# DATA RECORDS start

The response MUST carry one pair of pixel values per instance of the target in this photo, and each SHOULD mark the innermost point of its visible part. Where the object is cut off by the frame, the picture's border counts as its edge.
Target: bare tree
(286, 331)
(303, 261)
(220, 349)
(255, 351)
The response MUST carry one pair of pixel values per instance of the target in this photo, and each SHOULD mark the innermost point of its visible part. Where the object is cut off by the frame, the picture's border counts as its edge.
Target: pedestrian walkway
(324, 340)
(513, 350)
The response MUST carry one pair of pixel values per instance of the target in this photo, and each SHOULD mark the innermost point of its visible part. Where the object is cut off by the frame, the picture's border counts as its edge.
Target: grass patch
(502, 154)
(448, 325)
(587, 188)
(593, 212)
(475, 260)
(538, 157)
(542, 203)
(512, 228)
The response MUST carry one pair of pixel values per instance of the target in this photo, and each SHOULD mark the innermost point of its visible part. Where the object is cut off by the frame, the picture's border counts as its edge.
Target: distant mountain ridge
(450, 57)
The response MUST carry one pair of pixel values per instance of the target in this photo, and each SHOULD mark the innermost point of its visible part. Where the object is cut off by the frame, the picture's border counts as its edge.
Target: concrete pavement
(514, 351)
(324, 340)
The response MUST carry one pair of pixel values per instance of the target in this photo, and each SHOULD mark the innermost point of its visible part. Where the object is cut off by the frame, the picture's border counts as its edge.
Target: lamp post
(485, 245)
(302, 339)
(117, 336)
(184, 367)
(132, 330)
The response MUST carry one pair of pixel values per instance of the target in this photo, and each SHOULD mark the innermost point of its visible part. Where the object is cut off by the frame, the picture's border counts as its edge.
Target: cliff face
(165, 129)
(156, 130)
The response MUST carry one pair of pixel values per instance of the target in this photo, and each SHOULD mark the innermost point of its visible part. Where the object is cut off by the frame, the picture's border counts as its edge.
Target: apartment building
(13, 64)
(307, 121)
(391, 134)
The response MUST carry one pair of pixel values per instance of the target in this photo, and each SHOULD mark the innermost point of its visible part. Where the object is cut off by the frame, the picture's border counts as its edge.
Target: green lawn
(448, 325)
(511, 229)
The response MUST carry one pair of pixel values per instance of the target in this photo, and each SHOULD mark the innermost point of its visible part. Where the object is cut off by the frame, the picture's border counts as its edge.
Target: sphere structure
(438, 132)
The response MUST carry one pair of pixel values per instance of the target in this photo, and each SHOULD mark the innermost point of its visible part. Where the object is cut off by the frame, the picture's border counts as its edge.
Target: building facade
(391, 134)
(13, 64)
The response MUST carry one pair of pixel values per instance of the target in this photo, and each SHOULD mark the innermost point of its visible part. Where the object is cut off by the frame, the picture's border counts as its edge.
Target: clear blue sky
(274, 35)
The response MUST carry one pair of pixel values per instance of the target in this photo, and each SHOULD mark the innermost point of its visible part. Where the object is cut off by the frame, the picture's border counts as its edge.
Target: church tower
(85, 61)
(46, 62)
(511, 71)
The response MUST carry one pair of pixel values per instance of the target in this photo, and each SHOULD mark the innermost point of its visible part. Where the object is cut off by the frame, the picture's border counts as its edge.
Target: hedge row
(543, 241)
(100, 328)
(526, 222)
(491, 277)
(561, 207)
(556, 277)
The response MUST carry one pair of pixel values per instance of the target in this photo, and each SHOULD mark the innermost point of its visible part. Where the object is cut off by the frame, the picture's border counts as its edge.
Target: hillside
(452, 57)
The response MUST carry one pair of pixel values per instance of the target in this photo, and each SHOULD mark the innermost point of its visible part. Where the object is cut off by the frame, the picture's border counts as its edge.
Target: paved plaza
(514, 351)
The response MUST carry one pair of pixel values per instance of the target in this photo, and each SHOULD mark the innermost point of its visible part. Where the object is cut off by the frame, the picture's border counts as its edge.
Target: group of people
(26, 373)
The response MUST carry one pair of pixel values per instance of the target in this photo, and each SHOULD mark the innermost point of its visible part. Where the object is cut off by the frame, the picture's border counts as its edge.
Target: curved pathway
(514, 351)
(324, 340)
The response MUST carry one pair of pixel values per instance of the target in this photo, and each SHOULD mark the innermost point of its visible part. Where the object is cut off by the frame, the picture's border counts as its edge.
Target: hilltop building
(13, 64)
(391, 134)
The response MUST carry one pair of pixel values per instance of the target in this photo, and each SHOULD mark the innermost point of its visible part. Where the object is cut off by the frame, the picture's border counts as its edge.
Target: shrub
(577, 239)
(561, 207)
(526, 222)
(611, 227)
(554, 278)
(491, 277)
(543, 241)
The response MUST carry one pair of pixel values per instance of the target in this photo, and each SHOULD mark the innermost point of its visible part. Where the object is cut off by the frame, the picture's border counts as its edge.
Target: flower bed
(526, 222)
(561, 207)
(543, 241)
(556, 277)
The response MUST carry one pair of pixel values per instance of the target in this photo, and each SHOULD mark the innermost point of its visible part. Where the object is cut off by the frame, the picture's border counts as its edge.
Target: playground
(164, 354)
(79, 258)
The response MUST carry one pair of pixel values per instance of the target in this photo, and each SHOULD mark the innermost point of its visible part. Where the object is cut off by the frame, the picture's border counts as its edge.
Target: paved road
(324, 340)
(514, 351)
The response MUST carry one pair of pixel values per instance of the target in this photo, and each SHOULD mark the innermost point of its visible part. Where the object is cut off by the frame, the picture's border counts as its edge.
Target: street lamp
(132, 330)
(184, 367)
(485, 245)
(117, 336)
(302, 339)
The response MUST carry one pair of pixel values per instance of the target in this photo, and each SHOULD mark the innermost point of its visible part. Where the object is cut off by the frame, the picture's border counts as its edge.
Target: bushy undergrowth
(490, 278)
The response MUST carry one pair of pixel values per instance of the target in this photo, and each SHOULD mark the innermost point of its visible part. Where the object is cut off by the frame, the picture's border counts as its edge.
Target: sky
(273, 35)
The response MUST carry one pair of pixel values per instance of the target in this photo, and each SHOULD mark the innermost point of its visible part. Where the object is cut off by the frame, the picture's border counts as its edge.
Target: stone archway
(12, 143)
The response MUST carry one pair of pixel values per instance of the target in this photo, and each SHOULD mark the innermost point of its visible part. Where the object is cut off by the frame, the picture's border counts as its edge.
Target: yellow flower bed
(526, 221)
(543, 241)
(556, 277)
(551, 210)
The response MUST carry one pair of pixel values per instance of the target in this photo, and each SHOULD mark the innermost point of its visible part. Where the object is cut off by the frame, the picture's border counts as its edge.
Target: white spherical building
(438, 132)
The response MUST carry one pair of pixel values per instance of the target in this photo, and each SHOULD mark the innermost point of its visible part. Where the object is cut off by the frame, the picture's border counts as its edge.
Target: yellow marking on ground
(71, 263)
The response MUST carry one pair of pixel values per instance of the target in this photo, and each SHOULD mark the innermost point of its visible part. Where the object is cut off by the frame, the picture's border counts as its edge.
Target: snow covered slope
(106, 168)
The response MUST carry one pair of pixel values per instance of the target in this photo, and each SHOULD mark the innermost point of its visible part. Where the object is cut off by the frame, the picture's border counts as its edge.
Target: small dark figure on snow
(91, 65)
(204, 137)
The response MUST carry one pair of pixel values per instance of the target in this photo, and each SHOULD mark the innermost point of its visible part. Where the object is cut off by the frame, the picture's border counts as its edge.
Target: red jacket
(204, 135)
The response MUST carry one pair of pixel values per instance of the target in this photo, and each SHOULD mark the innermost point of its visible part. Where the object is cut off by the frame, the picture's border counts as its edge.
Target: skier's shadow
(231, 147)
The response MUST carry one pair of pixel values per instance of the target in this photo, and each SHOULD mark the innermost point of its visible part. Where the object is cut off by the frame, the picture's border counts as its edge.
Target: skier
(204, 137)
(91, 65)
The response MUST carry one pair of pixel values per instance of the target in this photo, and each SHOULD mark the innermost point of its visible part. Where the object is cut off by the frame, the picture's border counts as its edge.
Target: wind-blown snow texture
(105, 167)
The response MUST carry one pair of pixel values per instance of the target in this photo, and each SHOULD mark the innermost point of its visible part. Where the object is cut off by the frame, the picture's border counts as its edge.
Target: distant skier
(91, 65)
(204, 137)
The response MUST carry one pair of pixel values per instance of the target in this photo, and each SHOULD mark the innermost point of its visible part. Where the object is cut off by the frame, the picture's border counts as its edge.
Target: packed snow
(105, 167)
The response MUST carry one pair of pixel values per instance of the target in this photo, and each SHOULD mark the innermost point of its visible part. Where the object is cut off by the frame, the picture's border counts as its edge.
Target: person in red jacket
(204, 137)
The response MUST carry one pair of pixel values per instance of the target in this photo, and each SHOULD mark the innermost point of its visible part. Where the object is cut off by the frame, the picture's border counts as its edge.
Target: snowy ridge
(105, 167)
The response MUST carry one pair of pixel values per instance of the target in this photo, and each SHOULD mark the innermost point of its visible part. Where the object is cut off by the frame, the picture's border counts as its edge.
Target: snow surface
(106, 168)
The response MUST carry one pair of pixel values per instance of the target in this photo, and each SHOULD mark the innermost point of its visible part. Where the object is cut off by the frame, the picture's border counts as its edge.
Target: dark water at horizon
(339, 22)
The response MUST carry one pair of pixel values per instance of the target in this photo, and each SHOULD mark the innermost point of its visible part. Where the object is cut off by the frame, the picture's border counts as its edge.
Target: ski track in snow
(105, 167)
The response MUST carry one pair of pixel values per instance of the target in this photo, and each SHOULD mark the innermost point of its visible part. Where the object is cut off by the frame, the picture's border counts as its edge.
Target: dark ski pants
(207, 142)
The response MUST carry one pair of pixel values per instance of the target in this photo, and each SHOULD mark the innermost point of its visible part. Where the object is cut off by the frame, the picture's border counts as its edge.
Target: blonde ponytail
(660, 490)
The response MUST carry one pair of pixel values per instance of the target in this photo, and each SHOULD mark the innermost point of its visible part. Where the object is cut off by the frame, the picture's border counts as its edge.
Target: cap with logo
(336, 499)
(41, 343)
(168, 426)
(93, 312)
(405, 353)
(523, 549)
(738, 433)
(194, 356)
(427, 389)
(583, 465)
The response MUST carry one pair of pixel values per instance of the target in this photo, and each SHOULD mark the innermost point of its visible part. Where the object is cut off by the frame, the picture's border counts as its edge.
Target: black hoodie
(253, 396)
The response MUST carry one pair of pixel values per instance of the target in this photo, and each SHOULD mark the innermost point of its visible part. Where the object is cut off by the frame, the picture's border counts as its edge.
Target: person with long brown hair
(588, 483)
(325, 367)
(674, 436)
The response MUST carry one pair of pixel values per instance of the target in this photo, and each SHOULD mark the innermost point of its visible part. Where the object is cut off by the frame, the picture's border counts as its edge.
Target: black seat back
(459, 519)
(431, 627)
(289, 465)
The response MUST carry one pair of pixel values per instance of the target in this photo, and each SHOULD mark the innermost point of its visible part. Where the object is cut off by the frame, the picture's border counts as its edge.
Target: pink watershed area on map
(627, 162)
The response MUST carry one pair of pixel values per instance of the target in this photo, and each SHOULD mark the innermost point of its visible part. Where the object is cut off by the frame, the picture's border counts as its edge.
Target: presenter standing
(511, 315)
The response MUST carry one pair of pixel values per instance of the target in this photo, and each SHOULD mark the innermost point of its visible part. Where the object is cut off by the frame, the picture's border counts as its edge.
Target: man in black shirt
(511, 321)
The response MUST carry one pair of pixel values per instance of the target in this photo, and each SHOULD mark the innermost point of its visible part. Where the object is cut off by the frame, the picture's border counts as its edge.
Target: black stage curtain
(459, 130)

# DATA RECORDS end

## SET TASK
Show each line of the data above that contains the word "skier".

## FINAL RESULT
Target: skier's shadow
Target: skier
Target: distant skier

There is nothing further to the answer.